[To do]
Word for word, retype the records below.

[Records excerpted from a collection]

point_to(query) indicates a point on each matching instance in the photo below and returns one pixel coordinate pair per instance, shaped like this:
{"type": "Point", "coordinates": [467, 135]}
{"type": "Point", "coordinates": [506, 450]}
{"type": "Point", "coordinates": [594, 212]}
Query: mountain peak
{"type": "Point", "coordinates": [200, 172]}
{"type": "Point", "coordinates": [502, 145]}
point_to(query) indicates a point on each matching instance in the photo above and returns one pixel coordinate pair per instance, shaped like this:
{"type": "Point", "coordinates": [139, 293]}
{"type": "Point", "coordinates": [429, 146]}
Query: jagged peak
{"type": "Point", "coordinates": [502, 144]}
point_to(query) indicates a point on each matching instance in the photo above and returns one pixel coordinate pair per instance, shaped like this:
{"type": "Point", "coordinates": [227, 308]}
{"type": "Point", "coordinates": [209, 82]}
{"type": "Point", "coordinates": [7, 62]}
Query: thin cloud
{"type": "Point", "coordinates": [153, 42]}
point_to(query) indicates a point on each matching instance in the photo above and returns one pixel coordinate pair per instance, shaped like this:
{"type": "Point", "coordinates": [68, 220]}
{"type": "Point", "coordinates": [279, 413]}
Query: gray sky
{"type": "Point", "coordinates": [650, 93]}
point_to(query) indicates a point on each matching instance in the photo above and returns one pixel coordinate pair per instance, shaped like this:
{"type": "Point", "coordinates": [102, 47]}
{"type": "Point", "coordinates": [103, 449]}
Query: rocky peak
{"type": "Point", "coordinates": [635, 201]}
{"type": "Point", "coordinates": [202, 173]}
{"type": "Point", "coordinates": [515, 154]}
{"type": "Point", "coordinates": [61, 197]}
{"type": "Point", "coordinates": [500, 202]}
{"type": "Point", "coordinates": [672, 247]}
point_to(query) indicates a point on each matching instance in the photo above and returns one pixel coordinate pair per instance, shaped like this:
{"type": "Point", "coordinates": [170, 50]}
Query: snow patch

[Expected output]
point_to(query) indicates a point on each matching instance in the photo below and returns one pixel coordinate pair per instance, shaped like this:
{"type": "Point", "coordinates": [467, 135]}
{"type": "Point", "coordinates": [506, 450]}
{"type": "Point", "coordinates": [594, 212]}
Query: mountain peak
{"type": "Point", "coordinates": [200, 172]}
{"type": "Point", "coordinates": [502, 145]}
point_to(query) indicates a point on each matching instance in the photo above and returns one pixel coordinate pair per instance, shaped like this:
{"type": "Point", "coordinates": [139, 293]}
{"type": "Point", "coordinates": [429, 146]}
Query: jagged peak
{"type": "Point", "coordinates": [502, 144]}
point_to(query) indicates a point on each matching instance in the photo above and returns one pixel coordinate pair per instance, shaped like this:
{"type": "Point", "coordinates": [227, 308]}
{"type": "Point", "coordinates": [209, 82]}
{"type": "Point", "coordinates": [7, 62]}
Query: thin cloud
{"type": "Point", "coordinates": [153, 42]}
point_to(query) indicates a point on each matching instance in the photo above and returns one pixel coordinate pair per instance, shaped like this:
{"type": "Point", "coordinates": [68, 220]}
{"type": "Point", "coordinates": [279, 413]}
Query: gray sky
{"type": "Point", "coordinates": [650, 93]}
point_to(query) indicates a point on each matching instance in the photo above and returns one pixel coordinate pair per instance, shaped like this:
{"type": "Point", "coordinates": [102, 47]}
{"type": "Point", "coordinates": [103, 449]}
Query: rocky peak
{"type": "Point", "coordinates": [635, 201]}
{"type": "Point", "coordinates": [202, 173]}
{"type": "Point", "coordinates": [515, 154]}
{"type": "Point", "coordinates": [61, 197]}
{"type": "Point", "coordinates": [500, 202]}
{"type": "Point", "coordinates": [672, 247]}
point_to(query) indicates a point on each matching instance in the photo above and returns one pixel coordinate pair per instance, shaped like this:
{"type": "Point", "coordinates": [170, 50]}
Query: snow patch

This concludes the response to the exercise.